-- LISTED RECORDS --
[START]
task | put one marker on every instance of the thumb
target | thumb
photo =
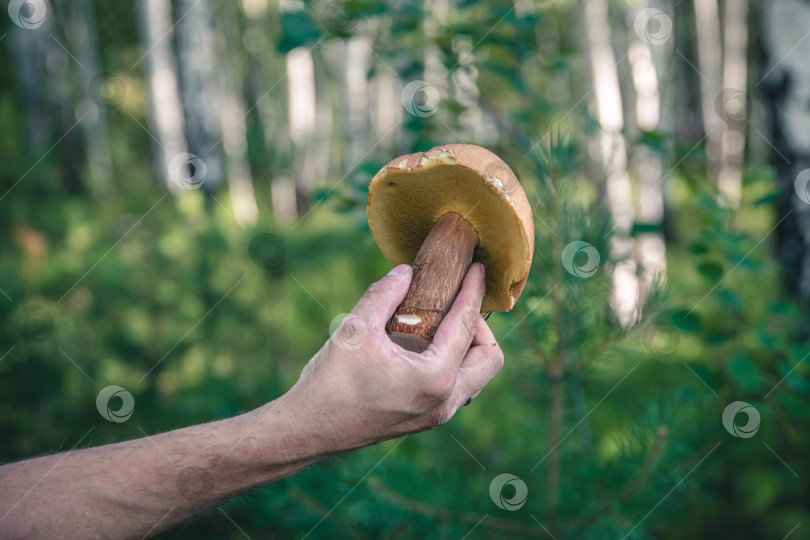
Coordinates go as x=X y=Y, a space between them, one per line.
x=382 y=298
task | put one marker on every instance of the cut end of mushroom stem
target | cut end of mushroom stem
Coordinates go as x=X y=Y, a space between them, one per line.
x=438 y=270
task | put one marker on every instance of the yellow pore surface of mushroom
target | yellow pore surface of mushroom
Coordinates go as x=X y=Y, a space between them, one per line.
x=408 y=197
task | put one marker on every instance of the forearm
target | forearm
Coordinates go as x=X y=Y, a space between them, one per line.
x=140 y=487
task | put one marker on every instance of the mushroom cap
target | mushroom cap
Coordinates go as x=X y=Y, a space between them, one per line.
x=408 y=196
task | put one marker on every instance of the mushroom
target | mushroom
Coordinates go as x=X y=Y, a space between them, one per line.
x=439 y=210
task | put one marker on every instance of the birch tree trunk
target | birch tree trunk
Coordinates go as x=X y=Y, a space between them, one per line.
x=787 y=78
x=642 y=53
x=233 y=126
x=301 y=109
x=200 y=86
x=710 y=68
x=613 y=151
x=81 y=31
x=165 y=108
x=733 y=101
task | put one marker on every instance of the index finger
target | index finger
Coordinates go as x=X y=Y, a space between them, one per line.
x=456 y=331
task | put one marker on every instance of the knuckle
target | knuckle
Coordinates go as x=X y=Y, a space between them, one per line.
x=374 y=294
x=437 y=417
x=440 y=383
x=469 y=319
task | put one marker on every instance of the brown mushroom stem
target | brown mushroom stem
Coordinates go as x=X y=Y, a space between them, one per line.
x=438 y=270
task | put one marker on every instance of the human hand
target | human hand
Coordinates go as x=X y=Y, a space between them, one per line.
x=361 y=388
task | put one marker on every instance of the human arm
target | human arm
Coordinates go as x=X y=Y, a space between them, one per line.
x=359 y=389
[END]
[START]
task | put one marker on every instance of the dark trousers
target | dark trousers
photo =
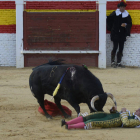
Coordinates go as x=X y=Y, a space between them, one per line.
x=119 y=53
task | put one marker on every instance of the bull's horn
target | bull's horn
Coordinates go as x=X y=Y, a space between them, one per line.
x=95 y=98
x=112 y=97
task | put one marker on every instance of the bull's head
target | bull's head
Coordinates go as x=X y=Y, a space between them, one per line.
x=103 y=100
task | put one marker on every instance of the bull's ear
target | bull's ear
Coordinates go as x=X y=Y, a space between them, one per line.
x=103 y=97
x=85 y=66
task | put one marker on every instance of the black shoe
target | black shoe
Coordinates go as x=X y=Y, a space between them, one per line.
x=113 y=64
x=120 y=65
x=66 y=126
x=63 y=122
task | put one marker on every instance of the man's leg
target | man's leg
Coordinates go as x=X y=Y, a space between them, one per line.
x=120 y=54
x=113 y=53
[END]
[START]
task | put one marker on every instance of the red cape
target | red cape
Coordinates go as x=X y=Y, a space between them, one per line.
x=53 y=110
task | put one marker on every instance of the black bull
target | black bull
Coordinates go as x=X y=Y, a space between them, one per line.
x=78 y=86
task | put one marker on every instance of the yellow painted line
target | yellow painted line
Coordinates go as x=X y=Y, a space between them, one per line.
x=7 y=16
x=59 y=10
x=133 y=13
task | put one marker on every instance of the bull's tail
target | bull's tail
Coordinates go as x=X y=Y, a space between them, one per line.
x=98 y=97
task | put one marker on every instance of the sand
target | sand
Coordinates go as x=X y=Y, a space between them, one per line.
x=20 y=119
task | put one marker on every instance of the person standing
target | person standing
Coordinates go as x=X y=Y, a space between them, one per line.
[END]
-- PROBLEM --
Please copy the entries from the line containing "task | put one marker on every instance of the cut" up to and including the line containing "x=140 y=487", keeping every character unchanged.

-- OUTPUT FOR THIS TASK --
task | put one marker on every instance of the cut end of mushroom stem
target | cut end of mushroom stem
Coordinates go as x=X y=Y, a space between them, one per line.
x=438 y=270
task | put one marker on every instance of the yellow pore surface of mushroom
target | yellow pore surface of mushroom
Coordinates go as x=X y=Y, a space between them, one per line.
x=408 y=197
task | put one marker on every instance of the forearm
target | forearm
Coordinates go as x=X y=Y, a space between them, one per line.
x=140 y=487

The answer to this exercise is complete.